__Fragmento__:
Reconozco que la mirada que le guarda a su madre es única. Es una mirada para la que no encuentro palabras pero irradia un amor que no tiene par. Me enamora de una manera inefable. Soy espectador, participo en silencio de ese amor y con eso me basta.
Pero volviendo al tema, es fecha que no entiendo esa frase a manera de revelación bohemia, pero me atrevo a decir que he entendido algo que no esperaba y ha sido a través de su aparente indiferencia hacia mí ya que no soy pared blanca que le cautive la mirada a mi hijo. Creo que puedo decir que me reconoce como alguien importante en su vida. Cuando le canto su atención es completa, y supongo le agrada pues no llora. Pero en situaciones normales, soy tan solo aquello que estorba para fijar su mirada en dicha pared. Pero eso no me frustra, sé un poco de lo poco que dice saber la ciencia y eso es que no procesan imágenes como nosotros, está aún en desarrollo. Así también, que sus risas comienzan apenas a ser reacciones a estímulos externos y no solo su sistema nervioso probando el cableado de manera aleatoria. Yo solo me hincho el corazón con tenerlo en brazos y hablarle con tonos ridículos como también al sostener su sueño en mi pecho o consolar su llanto inexplicable. Lo amo como no se ama a nadie más, es el amor de un padre a su hijo. Es la materialización más cercana del amor a la esposa. Sin embargo, me regala de manera esporádica risas dirigidas, como queriendo interactuar con mis sonidos neonatizados, como si fueran muestras de cariño deliberadas. Y es ahí donde un poco de esa frase me hace sentido. No hacia mis padres, sino más bien, y nunca lo pensé así, a entender tan solo un poco a Dios.
Saben los que me conocen que los niños son para mi como el apio. De lejos porque ni el olor les tolero, ni los quiero cargar, ni cerca de mi mientras como. Tal vez es mal ejemplo, sería incapaz de tirarlos a la basura como a la repudiada rama. Pero este niño al que he tenido que cargar durante tantas sesiones de llanto, estar ahí y dar una escasa ayuda en el cambio de pañales con categoría de armas biológicas sin el menor asco, la paciencia ante su intranquilidad por causas que nunca conoceremos, a este niño lo amo y no lo dejo de amar un ápice cuando nos hace pasar ratos difíciles. Pero supongo es ese amor incondicional que le tengo lo que me hace reconocer algo de Dios en nosotros, hacia nosotros. Aclaro que mucho tuvo que pasar mucho para que estuviera yo en una disposición tan dócil a la paternidad, en otros tiempos habría salido corriendo de esto, pero ahora, ese inocente ser ha logrado elevar mi capacidad de paciencia, cariño, comprensión y amor. Y veo ahora cuan ingrato soy como hijo, como hijo de Dios, al que no volteo a ver, con quien no interactúo, a quien dejo de ver para distraerme en una pared blanca con una tele en medio. Pero que se derrite por mi, que al ver mis miserias me limpia el alma cada que lo necesito, sin reclamo alguno, con nada más que amor. Ante esta imagen es que me he quedado frío. Ese refrán cobra sentido a la hora de verme en ese espejo. Hace tiempo no le sonrío a Dios como muestra de cariño deliberada. Y ese pequeño gesto, ahora entiendo lo increíble que es y mi hijo ha venido a enseñarme que ese gesto, bien vale la pena hacerlo más seguido a aquellos que me dieron la vida y a Aquel que todo lo hizo.
Dios nos da a veces el regalo de ver su divinidad en nosotros, creaturas indignas de Él. De entender un poco que estamos hechos a Su imagen y semejanza simplemente porque somos capaces de dar vida y amar con toda nuestro ser a alguien más. Si tan solo le sonriéramos más, cuan bella sería nuestra relación con nuestro Padre, porque sé que de alguna manera su sonrisa de regreso nos tocaría el alma, nos daría la paz que necesitamos tanto, la paz de un bebé durmiendo en medio del amoroso lecho de sus padres.

__Tareas pendientes__:
(a) Copia un trozo del fragmento sin cambiar nada, empezando en "Reconozco que la" y terminando en "eso me basta.".
(b) En el fragmento, ¿con qué compara a los niños quien escribe?
Las entradas son material aparte y no tienen relación con el fragmento.

__Entradas de datos__:
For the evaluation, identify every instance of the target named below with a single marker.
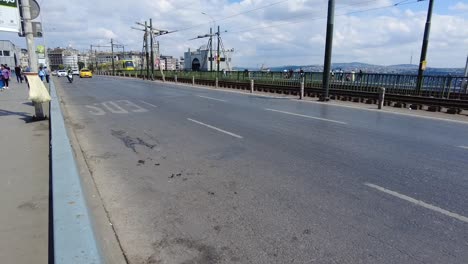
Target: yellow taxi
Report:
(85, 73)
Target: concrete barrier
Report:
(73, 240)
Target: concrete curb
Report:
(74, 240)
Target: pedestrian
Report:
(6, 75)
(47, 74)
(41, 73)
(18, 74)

--

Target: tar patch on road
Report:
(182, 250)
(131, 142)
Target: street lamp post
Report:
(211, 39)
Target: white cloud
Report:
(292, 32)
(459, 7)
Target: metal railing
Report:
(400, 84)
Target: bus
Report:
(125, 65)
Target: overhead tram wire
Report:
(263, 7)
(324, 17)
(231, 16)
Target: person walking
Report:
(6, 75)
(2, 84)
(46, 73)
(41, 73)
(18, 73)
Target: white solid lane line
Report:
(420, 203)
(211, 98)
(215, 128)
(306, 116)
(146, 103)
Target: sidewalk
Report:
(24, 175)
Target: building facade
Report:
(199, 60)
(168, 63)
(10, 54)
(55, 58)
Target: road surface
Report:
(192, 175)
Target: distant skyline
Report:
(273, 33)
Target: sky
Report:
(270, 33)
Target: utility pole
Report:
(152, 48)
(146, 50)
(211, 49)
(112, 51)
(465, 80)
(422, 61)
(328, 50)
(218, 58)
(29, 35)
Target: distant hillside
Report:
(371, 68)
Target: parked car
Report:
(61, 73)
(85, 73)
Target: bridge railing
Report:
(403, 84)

__Tus respuestas__:
(a)
Reconozco que la mirada que le guarda a su madre es única. Es una mirada para la que no encuentro palabras pero irradia un amor que no tiene par. Me enamora de una manera inefable. Soy espectador, participo en silencio de ese amor y con eso me basta.

(b) Con el apio.